-- start of EXERCISE INPUT --

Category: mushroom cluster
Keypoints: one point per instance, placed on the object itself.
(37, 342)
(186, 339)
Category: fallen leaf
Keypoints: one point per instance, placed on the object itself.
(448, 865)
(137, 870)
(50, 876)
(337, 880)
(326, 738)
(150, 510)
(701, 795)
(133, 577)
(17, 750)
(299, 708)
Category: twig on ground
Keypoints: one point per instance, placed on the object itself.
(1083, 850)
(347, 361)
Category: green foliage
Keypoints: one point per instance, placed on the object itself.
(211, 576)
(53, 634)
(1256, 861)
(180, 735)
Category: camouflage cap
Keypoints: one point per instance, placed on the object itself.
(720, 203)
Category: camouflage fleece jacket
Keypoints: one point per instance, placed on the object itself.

-- end of EXERCISE INPUT --

Rewrite all the rows above, substituting "a single point per instance" for each occurrence of "one point per instance" and leaving every other character unchanged.

Category: mushroom cluster
Keypoints: a single point per instance, placed on the object itself.
(37, 342)
(186, 339)
Category: fallen leaf
Keypoints: a single point per instance, placed on the object itself.
(448, 865)
(137, 870)
(50, 876)
(337, 880)
(326, 738)
(150, 510)
(701, 795)
(133, 577)
(17, 750)
(299, 708)
Category: twig on ground
Keypoints: a single point per instance, placed on the object itself.
(1083, 850)
(347, 361)
Category: green foliage
Keypoints: a single point per instance, placed on the object itself.
(211, 576)
(53, 634)
(1256, 861)
(180, 735)
Category: camouflage cap
Keypoints: a single point per instance, placed on the object itself.
(720, 203)
Category: camouflage fleece jacket
Keypoints: a single point per instance, placed on the object itself.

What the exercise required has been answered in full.